The request: Render every line of the data below as a Markdown table with the columns Row and Content, numbering each line and omitting blank lines. Leave the pictures out of the table.

## begin Record extracts

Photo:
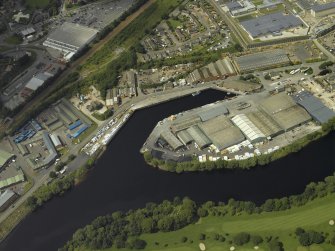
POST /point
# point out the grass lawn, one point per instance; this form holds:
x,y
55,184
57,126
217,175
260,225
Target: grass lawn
x,y
13,39
86,133
174,23
257,2
37,3
132,34
246,17
267,11
313,216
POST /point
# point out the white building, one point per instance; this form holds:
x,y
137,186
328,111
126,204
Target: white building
x,y
322,10
70,39
248,128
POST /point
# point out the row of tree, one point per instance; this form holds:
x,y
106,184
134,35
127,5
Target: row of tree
x,y
263,159
58,186
121,229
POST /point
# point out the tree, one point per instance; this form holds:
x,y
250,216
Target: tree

## end Record extracts

Solution for this problem:
| Row | Content |
|---|---|
| 1 | Photo: |
| 2 | POST /point |
| 3 | # point out the grass lawn, one point per instance; this form holds: |
| 4 | x,y |
| 5 | 55,184 |
| 6 | 57,126 |
| 7 | 217,175 |
| 8 | 260,225 |
| 9 | Target: grass lawn |
| 10 | x,y |
| 11 | 13,39 |
| 12 | 86,133 |
| 13 | 174,23 |
| 14 | 257,2 |
| 15 | 37,3 |
| 16 | 132,34 |
| 17 | 246,17 |
| 18 | 267,11 |
| 19 | 313,216 |
| 20 | POST /point |
| 21 | # point out the white building, one point per instance; this form holds: |
| 22 | x,y |
| 23 | 137,186 |
| 24 | 328,111 |
| 25 | 126,204 |
| 26 | Target: white building |
| 27 | x,y |
| 28 | 322,10 |
| 29 | 70,39 |
| 30 | 248,128 |
| 31 | POST /point |
| 32 | # point out the row of tree, one point per instance; this form holds: |
| 33 | x,y |
| 34 | 106,184 |
| 35 | 134,35 |
| 36 | 127,5 |
| 37 | Target: row of tree |
| 38 | x,y |
| 39 | 263,159 |
| 40 | 58,186 |
| 41 | 121,229 |
| 42 | POST /point |
| 43 | # point out the tree, one point per instance; this form holds: |
| 44 | x,y |
| 45 | 250,216 |
| 46 | Target: tree |